(Items from a dataset)
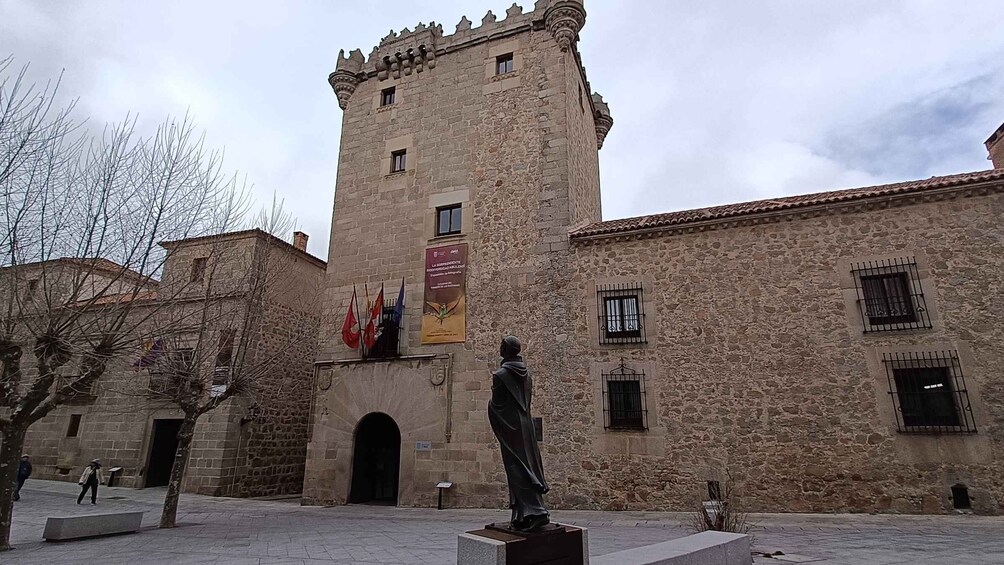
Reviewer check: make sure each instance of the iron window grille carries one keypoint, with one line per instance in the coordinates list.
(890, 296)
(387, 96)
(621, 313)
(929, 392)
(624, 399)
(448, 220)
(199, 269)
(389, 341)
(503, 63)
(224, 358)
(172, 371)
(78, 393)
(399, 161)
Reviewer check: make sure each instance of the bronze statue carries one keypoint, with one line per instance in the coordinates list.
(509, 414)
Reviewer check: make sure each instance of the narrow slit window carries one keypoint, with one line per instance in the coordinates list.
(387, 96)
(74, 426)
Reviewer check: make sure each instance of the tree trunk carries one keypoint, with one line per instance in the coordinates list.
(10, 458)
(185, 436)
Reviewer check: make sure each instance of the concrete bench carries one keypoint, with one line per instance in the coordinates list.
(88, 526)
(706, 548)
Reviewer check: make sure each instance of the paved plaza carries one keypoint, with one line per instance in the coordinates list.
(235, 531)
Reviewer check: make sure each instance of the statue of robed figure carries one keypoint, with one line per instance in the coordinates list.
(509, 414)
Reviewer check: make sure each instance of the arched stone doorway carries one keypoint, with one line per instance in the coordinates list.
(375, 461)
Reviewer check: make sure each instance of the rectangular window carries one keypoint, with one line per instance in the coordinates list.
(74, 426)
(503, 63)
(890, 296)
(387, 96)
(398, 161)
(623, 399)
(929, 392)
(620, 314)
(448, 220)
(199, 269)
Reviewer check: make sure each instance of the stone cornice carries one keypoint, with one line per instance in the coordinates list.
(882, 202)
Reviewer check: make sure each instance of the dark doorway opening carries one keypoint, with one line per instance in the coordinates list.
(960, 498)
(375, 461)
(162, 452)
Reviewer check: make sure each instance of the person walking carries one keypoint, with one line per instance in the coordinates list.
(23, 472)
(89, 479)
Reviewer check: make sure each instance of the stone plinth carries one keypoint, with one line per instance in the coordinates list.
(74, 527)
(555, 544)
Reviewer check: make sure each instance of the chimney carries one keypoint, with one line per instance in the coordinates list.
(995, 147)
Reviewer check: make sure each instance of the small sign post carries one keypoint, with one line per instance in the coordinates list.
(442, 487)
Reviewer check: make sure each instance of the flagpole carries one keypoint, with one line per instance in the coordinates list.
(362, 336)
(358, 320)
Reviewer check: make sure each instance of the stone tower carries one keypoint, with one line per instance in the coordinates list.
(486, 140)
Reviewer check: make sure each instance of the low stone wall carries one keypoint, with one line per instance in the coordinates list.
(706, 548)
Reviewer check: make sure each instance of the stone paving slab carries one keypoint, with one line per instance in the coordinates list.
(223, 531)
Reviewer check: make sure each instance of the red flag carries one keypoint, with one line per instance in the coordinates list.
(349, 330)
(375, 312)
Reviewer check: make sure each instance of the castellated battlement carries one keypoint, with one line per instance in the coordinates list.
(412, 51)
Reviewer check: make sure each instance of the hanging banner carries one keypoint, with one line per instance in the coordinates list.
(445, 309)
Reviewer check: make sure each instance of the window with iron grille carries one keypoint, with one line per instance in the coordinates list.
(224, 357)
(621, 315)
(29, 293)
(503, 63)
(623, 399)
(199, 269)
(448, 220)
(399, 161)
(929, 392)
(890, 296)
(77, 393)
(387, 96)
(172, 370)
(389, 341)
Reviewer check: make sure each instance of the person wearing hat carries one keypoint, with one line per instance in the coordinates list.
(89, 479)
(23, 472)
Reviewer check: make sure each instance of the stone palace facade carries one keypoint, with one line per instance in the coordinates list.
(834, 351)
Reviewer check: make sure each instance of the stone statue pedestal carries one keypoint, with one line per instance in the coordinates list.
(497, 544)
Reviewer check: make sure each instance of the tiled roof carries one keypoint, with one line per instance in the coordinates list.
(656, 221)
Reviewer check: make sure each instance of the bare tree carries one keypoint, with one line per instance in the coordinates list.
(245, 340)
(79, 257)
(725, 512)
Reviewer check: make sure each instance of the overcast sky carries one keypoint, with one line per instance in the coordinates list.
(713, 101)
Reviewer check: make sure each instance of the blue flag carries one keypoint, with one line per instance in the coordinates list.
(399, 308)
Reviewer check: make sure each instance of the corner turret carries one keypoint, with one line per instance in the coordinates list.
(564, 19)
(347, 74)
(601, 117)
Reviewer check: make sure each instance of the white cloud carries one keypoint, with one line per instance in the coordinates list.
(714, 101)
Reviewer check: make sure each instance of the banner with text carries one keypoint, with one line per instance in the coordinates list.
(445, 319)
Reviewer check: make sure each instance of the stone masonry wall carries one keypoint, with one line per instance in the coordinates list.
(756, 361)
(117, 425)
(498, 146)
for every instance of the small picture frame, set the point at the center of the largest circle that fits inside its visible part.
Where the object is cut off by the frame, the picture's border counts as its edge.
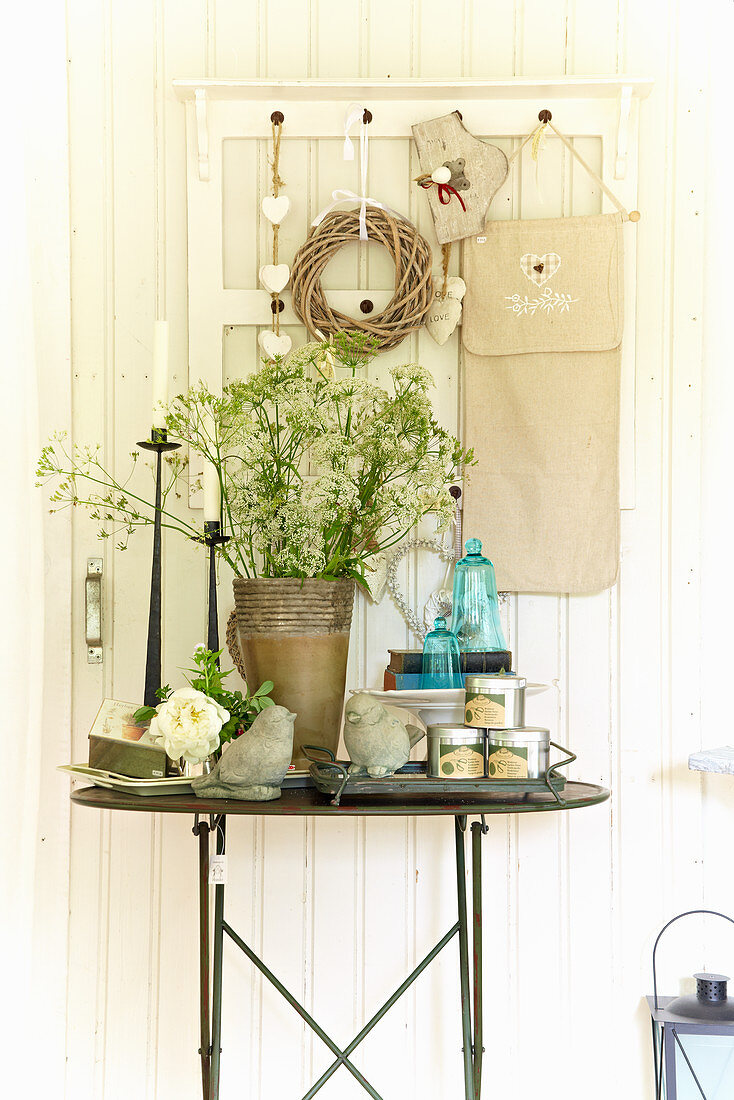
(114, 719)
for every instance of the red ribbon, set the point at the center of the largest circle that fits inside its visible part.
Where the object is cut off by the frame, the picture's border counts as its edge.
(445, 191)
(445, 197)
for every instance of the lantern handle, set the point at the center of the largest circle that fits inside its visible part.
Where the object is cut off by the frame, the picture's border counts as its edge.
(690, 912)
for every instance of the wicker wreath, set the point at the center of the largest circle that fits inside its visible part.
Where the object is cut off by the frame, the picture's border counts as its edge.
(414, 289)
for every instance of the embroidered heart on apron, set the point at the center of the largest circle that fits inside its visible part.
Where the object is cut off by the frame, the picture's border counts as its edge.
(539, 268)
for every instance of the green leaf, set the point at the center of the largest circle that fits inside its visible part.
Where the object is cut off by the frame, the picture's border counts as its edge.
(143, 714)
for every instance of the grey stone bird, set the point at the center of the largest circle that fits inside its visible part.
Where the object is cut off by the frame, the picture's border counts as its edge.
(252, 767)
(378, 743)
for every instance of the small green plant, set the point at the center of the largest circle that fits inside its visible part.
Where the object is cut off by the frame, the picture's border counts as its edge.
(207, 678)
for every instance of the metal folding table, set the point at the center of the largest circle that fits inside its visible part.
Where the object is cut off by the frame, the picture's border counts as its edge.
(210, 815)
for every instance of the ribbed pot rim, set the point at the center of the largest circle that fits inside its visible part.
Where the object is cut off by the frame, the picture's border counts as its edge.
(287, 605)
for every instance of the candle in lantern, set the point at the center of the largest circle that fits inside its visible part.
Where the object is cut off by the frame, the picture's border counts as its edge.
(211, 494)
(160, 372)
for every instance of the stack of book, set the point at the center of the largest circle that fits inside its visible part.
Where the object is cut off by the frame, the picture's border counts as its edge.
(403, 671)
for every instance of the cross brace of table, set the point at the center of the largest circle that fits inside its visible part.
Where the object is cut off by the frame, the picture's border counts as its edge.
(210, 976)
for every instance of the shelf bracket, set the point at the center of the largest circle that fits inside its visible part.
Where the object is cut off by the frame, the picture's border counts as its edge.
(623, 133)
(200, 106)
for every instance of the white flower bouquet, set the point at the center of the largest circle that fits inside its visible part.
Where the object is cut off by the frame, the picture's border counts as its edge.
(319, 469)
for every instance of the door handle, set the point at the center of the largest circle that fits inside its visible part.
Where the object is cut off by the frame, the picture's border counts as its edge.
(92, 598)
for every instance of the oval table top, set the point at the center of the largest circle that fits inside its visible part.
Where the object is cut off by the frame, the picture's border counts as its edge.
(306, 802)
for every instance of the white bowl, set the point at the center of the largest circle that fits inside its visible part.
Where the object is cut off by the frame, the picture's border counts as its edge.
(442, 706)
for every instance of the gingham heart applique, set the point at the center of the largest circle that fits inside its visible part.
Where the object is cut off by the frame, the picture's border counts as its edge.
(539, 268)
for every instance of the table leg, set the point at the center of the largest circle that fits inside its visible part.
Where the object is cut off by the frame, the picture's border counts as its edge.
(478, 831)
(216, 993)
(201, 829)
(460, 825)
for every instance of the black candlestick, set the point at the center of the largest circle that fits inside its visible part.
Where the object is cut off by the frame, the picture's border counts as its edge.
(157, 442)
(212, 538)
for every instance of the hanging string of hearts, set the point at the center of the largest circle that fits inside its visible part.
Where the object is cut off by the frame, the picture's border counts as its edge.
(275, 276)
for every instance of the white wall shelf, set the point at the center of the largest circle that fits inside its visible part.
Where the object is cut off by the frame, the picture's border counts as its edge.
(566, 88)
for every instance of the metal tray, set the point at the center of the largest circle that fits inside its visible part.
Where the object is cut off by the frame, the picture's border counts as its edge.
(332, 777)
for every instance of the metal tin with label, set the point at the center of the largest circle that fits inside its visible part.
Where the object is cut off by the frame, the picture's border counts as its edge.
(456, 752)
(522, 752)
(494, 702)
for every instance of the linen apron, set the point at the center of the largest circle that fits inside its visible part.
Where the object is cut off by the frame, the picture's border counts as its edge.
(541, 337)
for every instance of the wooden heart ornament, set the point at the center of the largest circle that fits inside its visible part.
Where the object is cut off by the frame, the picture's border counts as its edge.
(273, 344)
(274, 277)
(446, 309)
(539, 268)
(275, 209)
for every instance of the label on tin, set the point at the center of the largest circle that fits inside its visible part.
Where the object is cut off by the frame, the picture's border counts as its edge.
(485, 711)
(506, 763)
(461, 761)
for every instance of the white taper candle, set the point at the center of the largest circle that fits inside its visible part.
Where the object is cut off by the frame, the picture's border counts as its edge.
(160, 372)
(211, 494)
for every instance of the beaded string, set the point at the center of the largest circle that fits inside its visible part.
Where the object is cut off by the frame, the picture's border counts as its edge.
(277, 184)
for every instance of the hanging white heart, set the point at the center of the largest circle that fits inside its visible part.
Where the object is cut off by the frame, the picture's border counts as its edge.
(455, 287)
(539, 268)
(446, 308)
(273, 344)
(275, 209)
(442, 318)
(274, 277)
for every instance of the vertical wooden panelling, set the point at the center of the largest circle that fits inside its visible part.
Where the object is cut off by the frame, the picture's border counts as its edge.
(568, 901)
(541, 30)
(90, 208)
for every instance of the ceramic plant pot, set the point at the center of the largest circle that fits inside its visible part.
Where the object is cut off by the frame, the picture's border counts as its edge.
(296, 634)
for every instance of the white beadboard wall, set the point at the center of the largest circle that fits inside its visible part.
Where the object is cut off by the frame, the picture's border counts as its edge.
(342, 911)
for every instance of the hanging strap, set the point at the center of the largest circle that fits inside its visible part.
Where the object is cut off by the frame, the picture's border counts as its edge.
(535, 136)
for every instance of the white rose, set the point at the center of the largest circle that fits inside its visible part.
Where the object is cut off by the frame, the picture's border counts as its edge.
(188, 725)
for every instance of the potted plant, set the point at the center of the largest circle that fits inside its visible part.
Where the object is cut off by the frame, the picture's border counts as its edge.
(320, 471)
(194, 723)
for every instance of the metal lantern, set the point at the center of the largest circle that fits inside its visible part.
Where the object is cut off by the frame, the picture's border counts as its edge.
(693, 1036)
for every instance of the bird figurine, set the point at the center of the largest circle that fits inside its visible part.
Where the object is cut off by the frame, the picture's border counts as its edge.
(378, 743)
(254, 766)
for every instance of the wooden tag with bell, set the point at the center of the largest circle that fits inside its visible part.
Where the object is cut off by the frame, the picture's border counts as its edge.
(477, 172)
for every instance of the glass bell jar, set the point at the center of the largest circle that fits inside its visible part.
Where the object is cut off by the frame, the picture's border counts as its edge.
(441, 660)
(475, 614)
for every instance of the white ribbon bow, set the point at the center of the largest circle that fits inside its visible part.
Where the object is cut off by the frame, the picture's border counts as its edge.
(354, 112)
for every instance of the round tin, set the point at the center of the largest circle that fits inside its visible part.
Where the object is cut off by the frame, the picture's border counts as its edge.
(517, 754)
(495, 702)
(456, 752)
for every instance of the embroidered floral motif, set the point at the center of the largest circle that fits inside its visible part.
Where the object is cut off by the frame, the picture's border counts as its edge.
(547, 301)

Exercise aim ▸ Every line from the one containing "for every instance of the metal lantern, set" through the last line must be copied exactly; leave out the rest.

Task solution ▸
for every instance of the metal lantern, set the point at the center of the largest circle that fits inside its visible part.
Where the object is cut off by the frame, the picture's border counts as its edge.
(693, 1036)
for every instance of the bird figurine, set the point at the center of the largest circle that fits inside its visible part.
Where the object is cut off by the frame, the picture's border counts as its edge.
(378, 743)
(254, 766)
for every instance of the wooden tag with bell, set the point at the center of the largest circle that fits inside its visible part.
Where the object is cut off by the frame, the picture's border counts as its edge.
(477, 172)
for every instance of the glass bell jar, set the point at the center of the largest circle that fits inside its visible part.
Where the object is cut off by the frame, the picture's border counts as its edge.
(441, 660)
(475, 614)
for every instance of the white ribbon bow, set the point at the center of the largest circle that fits inside its visible part.
Where the object is cut off by the frame, the picture's border counts as its edge.
(354, 112)
for every instance of the round tin, set the point at the center of the largest circle that fits inside its visible part.
Where the object is cut off by the frame, the picture's border counts as its edge.
(517, 754)
(495, 702)
(456, 752)
for every instance of the embroidered floral motif, set the point at the center of the largest circle that fits inside its visible part.
Where the object is cut off by the frame, the picture's border counts as its edge.
(547, 301)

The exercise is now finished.